◆ Problem description ◆
Print each record below character for character.

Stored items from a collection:
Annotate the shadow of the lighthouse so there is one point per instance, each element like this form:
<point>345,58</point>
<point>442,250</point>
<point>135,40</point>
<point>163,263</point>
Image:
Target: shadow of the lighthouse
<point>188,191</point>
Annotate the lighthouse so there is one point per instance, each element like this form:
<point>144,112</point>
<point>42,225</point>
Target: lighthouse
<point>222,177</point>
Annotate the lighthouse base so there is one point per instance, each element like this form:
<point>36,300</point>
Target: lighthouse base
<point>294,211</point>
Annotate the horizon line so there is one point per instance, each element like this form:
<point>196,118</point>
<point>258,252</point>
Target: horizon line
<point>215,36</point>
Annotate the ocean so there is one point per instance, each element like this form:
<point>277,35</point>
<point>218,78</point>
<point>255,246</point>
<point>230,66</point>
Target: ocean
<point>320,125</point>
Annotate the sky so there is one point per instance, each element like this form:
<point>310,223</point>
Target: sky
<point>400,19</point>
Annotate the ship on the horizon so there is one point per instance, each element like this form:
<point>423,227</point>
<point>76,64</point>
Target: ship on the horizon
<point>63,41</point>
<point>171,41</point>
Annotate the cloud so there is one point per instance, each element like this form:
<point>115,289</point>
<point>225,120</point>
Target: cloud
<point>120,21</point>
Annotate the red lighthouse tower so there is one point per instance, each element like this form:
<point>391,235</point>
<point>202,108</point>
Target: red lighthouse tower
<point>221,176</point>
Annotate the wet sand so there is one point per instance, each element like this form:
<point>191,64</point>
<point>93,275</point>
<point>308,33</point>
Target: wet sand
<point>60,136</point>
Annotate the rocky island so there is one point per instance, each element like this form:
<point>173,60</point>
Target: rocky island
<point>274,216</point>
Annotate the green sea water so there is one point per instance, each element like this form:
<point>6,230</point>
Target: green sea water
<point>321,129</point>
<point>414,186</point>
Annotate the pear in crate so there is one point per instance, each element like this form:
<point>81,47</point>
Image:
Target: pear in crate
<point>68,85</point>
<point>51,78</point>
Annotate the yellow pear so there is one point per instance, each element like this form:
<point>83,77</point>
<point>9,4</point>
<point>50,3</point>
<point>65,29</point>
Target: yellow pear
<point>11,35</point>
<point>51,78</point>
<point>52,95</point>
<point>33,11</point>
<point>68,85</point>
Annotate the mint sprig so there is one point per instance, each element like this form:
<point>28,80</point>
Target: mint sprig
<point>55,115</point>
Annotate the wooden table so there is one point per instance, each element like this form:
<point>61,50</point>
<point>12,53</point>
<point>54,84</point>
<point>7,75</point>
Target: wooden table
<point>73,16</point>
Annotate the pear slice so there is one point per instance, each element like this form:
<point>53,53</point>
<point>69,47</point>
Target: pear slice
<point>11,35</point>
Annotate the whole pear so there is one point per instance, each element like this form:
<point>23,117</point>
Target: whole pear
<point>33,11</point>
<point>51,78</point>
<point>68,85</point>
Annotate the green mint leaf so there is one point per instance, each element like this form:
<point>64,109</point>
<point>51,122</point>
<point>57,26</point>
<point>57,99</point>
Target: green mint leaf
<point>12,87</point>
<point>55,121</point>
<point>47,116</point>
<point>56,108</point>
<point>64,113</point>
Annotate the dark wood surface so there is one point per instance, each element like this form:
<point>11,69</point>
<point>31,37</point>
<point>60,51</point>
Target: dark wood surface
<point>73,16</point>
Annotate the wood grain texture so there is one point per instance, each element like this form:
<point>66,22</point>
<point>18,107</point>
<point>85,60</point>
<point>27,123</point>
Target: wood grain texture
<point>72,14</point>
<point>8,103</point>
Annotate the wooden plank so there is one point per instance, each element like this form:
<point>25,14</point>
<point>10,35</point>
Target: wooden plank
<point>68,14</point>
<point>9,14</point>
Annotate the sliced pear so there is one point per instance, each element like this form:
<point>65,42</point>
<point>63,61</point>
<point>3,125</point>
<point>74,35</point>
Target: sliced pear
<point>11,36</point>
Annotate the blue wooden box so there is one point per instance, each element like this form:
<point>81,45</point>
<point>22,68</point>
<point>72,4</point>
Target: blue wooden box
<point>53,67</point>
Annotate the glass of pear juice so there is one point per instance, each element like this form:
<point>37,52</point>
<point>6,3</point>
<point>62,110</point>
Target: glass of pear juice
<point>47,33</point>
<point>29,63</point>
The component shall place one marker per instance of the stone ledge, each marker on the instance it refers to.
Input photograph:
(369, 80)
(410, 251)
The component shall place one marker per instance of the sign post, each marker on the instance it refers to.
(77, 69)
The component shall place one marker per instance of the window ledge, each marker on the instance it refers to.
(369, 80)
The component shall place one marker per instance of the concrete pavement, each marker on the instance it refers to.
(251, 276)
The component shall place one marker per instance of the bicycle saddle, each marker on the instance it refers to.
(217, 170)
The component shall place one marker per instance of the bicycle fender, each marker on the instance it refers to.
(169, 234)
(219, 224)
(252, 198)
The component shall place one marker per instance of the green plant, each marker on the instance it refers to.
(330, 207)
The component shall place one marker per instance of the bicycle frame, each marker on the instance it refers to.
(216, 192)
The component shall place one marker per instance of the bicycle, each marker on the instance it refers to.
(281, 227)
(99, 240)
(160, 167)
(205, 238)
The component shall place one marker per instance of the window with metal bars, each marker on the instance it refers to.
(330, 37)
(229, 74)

◆ Response for this exercise ◆
Annotate the shadow of the lighthouse so there is one point per instance, each element like this form:
<point>345,58</point>
<point>442,250</point>
<point>135,40</point>
<point>163,263</point>
Image:
Target: shadow of the lighthouse
<point>188,191</point>
Annotate the lighthouse so there is one point per instance, each element like this form:
<point>144,112</point>
<point>42,225</point>
Target: lighthouse
<point>222,177</point>
Annotate the lighthouse base so there is one point per instance, each element like this form:
<point>36,300</point>
Target: lighthouse base
<point>294,211</point>
Annotate the horizon line so there is one point per instance, each element like this form:
<point>196,118</point>
<point>258,252</point>
Target: horizon line
<point>215,36</point>
Annotate the ocean so there is one point per instance, each element like this form:
<point>277,35</point>
<point>218,78</point>
<point>255,246</point>
<point>230,66</point>
Target: ocean
<point>320,125</point>
Annotate the sky so there is one point per instance, each element like this form:
<point>310,223</point>
Target: sky
<point>400,19</point>
Annotate the ship on the horizon so there is one point per instance, each element like this form:
<point>423,227</point>
<point>76,64</point>
Target: ship on the horizon
<point>63,41</point>
<point>171,41</point>
Annotate the cloud so there is one point per instance, each element like this form:
<point>115,289</point>
<point>225,120</point>
Target: cloud
<point>120,21</point>
Annotate the red lighthouse tower so there is one point per instance, each element like this form:
<point>391,235</point>
<point>202,108</point>
Target: red lighthouse tower
<point>221,176</point>
Annotate the wet sand so there is one point per instance, each element like this form:
<point>191,64</point>
<point>93,275</point>
<point>308,33</point>
Target: wet sand
<point>60,136</point>
Annotate the rocky island so there is one point per instance, each element like this form:
<point>173,60</point>
Target: rocky island
<point>274,216</point>
Annotate the green sea water so there is one point per instance, each element like this form:
<point>6,230</point>
Target: green sea water
<point>321,129</point>
<point>414,186</point>
Annotate the pear in crate so there is one point per instance, each element like this form:
<point>81,47</point>
Image:
Target: pear in crate
<point>68,85</point>
<point>51,78</point>
Annotate the yellow pear so there is one point per instance, each element like this form:
<point>83,77</point>
<point>9,4</point>
<point>50,3</point>
<point>65,29</point>
Target: yellow pear
<point>11,35</point>
<point>51,78</point>
<point>52,95</point>
<point>33,11</point>
<point>68,85</point>
Annotate the mint sprig so there is one point per instance, each element like this form:
<point>28,80</point>
Target: mint sprig
<point>55,115</point>
Annotate the wooden table so there is one point per instance, each element like this form:
<point>61,50</point>
<point>12,53</point>
<point>54,84</point>
<point>7,75</point>
Target: wooden table
<point>73,16</point>
Annotate the pear slice so there is one point per instance, each element like this form:
<point>53,53</point>
<point>69,47</point>
Target: pear slice
<point>11,35</point>
Annotate the whole pear so there is one point per instance, each element like this form:
<point>23,117</point>
Target: whole pear
<point>33,11</point>
<point>51,78</point>
<point>68,85</point>
Annotate the green mint leaf so there is one point per instance, each element like this form:
<point>64,109</point>
<point>51,122</point>
<point>57,26</point>
<point>57,99</point>
Target: green mint leaf
<point>12,87</point>
<point>55,121</point>
<point>47,116</point>
<point>56,108</point>
<point>64,113</point>
Annotate the dark wood surface so there is one point per instance, each element like this form:
<point>11,69</point>
<point>31,37</point>
<point>60,51</point>
Target: dark wood surface
<point>73,16</point>
Annotate the wood grain texture so there is one point per instance, each element like this form:
<point>66,22</point>
<point>18,107</point>
<point>85,60</point>
<point>27,123</point>
Target: wood grain texture
<point>72,14</point>
<point>8,103</point>
Annotate the wooden plank so there is one point per instance, each element like this form:
<point>25,14</point>
<point>10,35</point>
Target: wooden plank
<point>68,14</point>
<point>9,14</point>
Annotate the sliced pear so there is one point per instance, each element like this form:
<point>65,42</point>
<point>63,61</point>
<point>3,125</point>
<point>74,35</point>
Target: sliced pear
<point>11,36</point>
Annotate the blue wooden box so there is one point per instance, each element like this form:
<point>81,45</point>
<point>22,68</point>
<point>72,4</point>
Target: blue wooden box
<point>53,67</point>
Annotate the glass of pear juice so there is one point per instance, each element like this form:
<point>37,52</point>
<point>6,3</point>
<point>62,110</point>
Target: glass of pear juice
<point>47,33</point>
<point>29,63</point>
The component shall place one marker per instance of the stone ledge, each marker on the instance it refers to.
Input photograph:
(369, 80)
(410, 251)
The component shall place one marker per instance of the sign post, each marker on the instance it refers to.
(77, 69)
The component shall place one marker per instance of the window ledge, each marker on the instance it refers to.
(369, 80)
The component shall place one marker per instance of the concrete pavement, each marker on the instance it refers to.
(251, 276)
The component shall place one marker per instance of the bicycle saddle, each marker on the instance it refers to.
(217, 170)
The component shall place one marker per instance of the bicycle fender, each marker on the instance it refers to.
(169, 234)
(219, 224)
(252, 198)
The component shall place one marker per instance of the green plant, each marker on the instance it refers to.
(330, 207)
The component shall place one marker per instance of the bicycle frame, each marker on the instance it refers to.
(216, 192)
The component shall place one marker per instance of the bicycle, each marker on the instance it refers to.
(281, 227)
(99, 240)
(160, 167)
(205, 238)
The component shall place one marker per instance of the window with metal bars, each marker on the instance it refers to.
(330, 37)
(229, 74)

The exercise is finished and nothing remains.